→ Goal:
Convert the data below into a two-column CSV with the headers text and answer. Give one row per item, with the item's wording and its complete answer each in a single quoted field and every line break replaced by a space.

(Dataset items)
::::::::
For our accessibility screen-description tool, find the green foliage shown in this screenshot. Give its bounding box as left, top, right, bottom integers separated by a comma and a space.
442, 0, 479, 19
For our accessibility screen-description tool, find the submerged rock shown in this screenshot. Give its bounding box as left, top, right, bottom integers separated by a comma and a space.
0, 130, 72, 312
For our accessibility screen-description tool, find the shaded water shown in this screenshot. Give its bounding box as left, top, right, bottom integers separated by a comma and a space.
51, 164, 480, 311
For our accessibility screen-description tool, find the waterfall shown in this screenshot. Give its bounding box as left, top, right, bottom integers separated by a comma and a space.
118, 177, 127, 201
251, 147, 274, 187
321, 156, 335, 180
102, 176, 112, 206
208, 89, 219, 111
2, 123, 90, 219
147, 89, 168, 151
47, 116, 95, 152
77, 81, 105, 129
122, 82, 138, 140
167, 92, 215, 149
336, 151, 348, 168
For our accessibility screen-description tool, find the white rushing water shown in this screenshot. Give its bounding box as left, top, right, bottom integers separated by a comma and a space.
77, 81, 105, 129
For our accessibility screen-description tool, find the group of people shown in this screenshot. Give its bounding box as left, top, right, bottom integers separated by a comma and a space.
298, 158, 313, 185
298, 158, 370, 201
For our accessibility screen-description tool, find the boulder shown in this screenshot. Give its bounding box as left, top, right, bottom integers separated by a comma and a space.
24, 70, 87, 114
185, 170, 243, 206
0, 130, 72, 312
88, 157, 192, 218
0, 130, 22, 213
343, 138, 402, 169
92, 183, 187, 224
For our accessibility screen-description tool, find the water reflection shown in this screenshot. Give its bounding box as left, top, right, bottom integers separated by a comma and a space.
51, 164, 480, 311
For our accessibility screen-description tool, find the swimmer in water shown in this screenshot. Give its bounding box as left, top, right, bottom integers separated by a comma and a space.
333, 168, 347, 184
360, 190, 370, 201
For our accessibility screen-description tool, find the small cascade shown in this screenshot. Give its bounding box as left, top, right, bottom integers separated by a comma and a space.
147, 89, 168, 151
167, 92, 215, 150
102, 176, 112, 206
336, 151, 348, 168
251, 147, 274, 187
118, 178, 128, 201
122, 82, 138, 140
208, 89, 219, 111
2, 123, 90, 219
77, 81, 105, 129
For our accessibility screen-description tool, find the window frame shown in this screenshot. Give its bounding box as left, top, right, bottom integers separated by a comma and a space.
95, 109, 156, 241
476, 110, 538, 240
::::::::
→ Solution:
text,answer
"For our accessibility screen-description tool, find the green foliage shown in this screenshot. Give its bounding box as left, top, right, bottom integers separated by a comma and a space.","442, 0, 479, 19"
"For our accessibility screen-description tool, find the submerged rock shown in this screenshot. Give its bounding box as left, top, right, bottom integers separated by a comma and a space.","0, 130, 72, 312"
"For our accessibility screen-description tool, find the shaded water shown in this screenshot. Give its bounding box as left, top, right, bottom integers separated by a comma and a space.","51, 164, 480, 311"
"For our accessibility screen-description tool, find the waterfall shown in this screenshot. Give its bounding box as left, top, right, bottom integers separated by a comma and a space.","118, 177, 127, 201 251, 147, 274, 187 321, 156, 335, 180 102, 176, 112, 206 208, 89, 219, 111 2, 123, 90, 219 147, 89, 168, 151 47, 116, 95, 152 77, 81, 105, 129 122, 82, 138, 140 167, 92, 215, 149 336, 151, 348, 168"
"For our accessibility screen-description tool, find the white rushing water shown in this screenshot. Give its bounding box as left, top, right, bottom integers separated by a comma and a space.","77, 81, 105, 129"
"For our accessibility screen-description tool, find the group of people shown in this screenshot. Give its bounding box as left, top, right, bottom integers separated by a comma and a space.","298, 158, 313, 185 298, 158, 370, 201"
"For our accessibility screen-description tool, find the boulder shown in this screenshot. Give its bounding box as left, top, right, bottom integers separated by a comma and a space.","24, 70, 87, 114 185, 170, 243, 206 0, 130, 72, 312 88, 157, 192, 218 0, 130, 22, 213 343, 138, 402, 169 92, 183, 187, 224"
"For our accessibility screen-description tool, find the water reflection shown in this screenshot. Give its bounding box as left, top, right, bottom integers separated by a comma and a space.","51, 164, 480, 311"
"For our accessibility screen-description tool, find the swimmer in water shown in this screenshot. Give its bounding box as left, top, right, bottom integers separated by a comma and a space.","333, 168, 347, 184 360, 190, 370, 201"
"For our accessibility screen-description tool, find the small cascade shown in this screenshot. Give its bounding box as left, top, right, bottom integers separated by a comma and a space.","147, 89, 168, 151 167, 92, 215, 150 102, 176, 112, 206 336, 151, 348, 168 251, 147, 274, 187 118, 178, 128, 201 122, 82, 138, 140 208, 89, 219, 111 2, 123, 90, 219 77, 81, 105, 129"
"For our accessibility screen-description tool, find the window frame shown in this screenshot. Give its bounding box as left, top, right, bottom integers separated by a comma and a space.","95, 109, 156, 241 476, 110, 538, 240"